EXERCISE. Transcribe every line of the records below word for word, leaving out the pictures.

Mask labeling examples:
▬▬▬▬▬▬

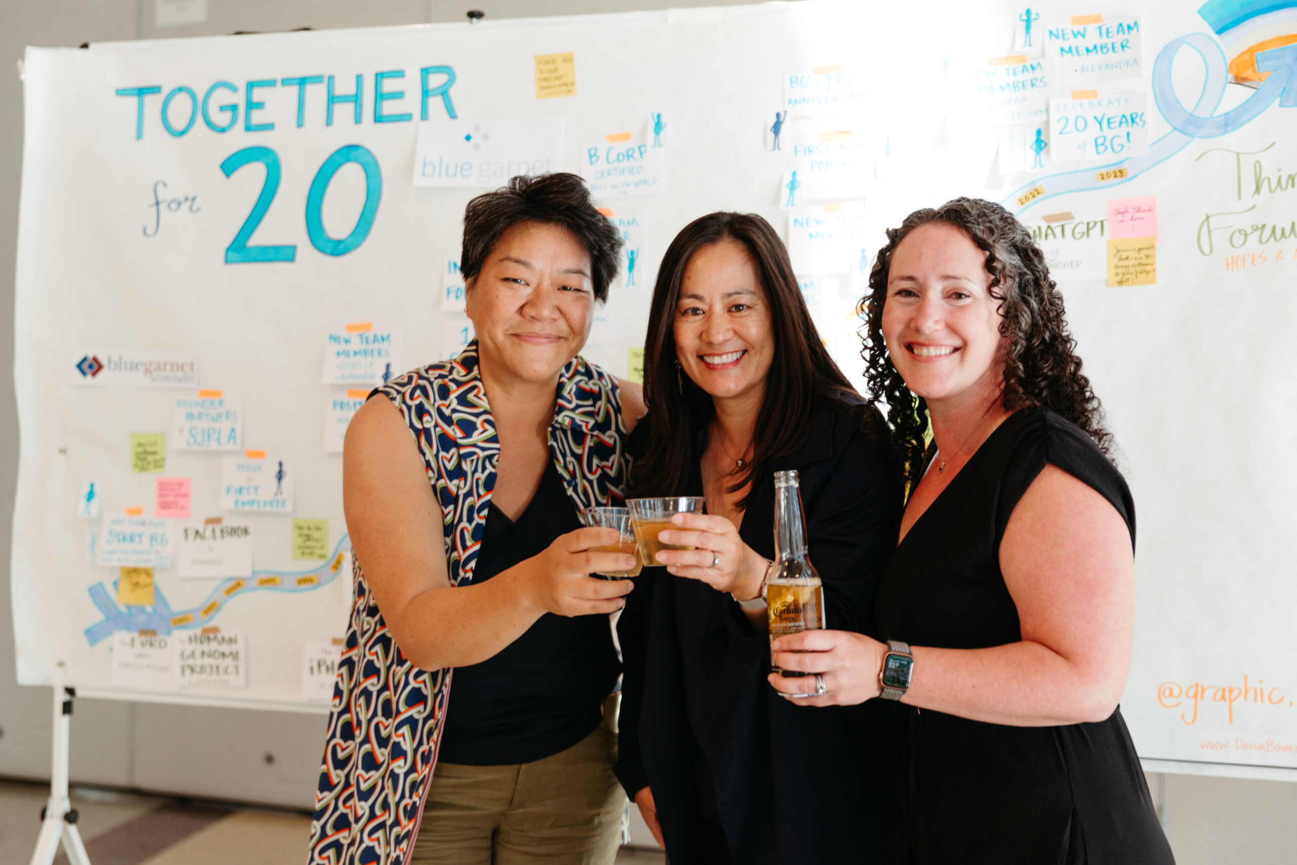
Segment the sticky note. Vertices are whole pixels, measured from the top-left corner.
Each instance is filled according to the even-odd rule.
[[[293,520],[293,558],[328,558],[328,520]]]
[[[180,687],[248,687],[245,634],[188,633],[176,639]]]
[[[220,520],[176,528],[176,569],[182,577],[250,577],[253,527]]]
[[[630,346],[626,359],[626,380],[636,384],[645,383],[645,350],[643,346]]]
[[[576,54],[536,56],[536,99],[576,96]]]
[[[1157,196],[1112,198],[1108,202],[1108,236],[1157,237]]]
[[[175,660],[171,637],[119,630],[113,634],[113,687],[174,691],[180,685]]]
[[[166,471],[166,433],[131,433],[131,471]]]
[[[100,485],[95,481],[86,481],[80,494],[77,495],[77,516],[99,517],[99,501],[104,498]]]
[[[187,520],[193,481],[188,477],[160,477],[153,516]]]
[[[122,568],[117,581],[117,603],[131,607],[152,607],[153,568]]]
[[[1124,237],[1108,241],[1109,285],[1154,283],[1157,283],[1157,237]]]
[[[302,699],[328,702],[333,699],[333,678],[342,646],[333,642],[302,646]]]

▬▬▬▬▬▬

SOLVED PROBLEM.
Segment the sticky note. Vertices are whole pixels, measured from the top-left corner.
Each instance is filled according to the even-odd rule.
[[[293,520],[293,558],[328,558],[328,520]]]
[[[180,687],[248,687],[245,634],[188,633],[176,639]]]
[[[220,520],[176,528],[176,569],[182,577],[250,577],[253,527]]]
[[[630,346],[626,359],[626,380],[636,384],[645,383],[645,350],[643,346]]]
[[[576,54],[536,56],[536,99],[576,96]]]
[[[1157,196],[1112,198],[1108,202],[1108,236],[1157,237]]]
[[[175,660],[171,637],[119,630],[113,634],[113,687],[174,691],[180,685]]]
[[[166,471],[166,433],[131,433],[131,471]]]
[[[100,485],[95,481],[86,481],[80,494],[77,495],[77,516],[99,517],[99,501],[104,498]]]
[[[187,520],[193,481],[188,477],[160,477],[153,516]]]
[[[122,568],[117,581],[117,603],[131,607],[152,607],[153,568]]]
[[[1124,237],[1108,241],[1109,285],[1154,283],[1157,283],[1157,237]]]
[[[302,699],[328,702],[333,699],[333,678],[342,646],[333,642],[302,646]]]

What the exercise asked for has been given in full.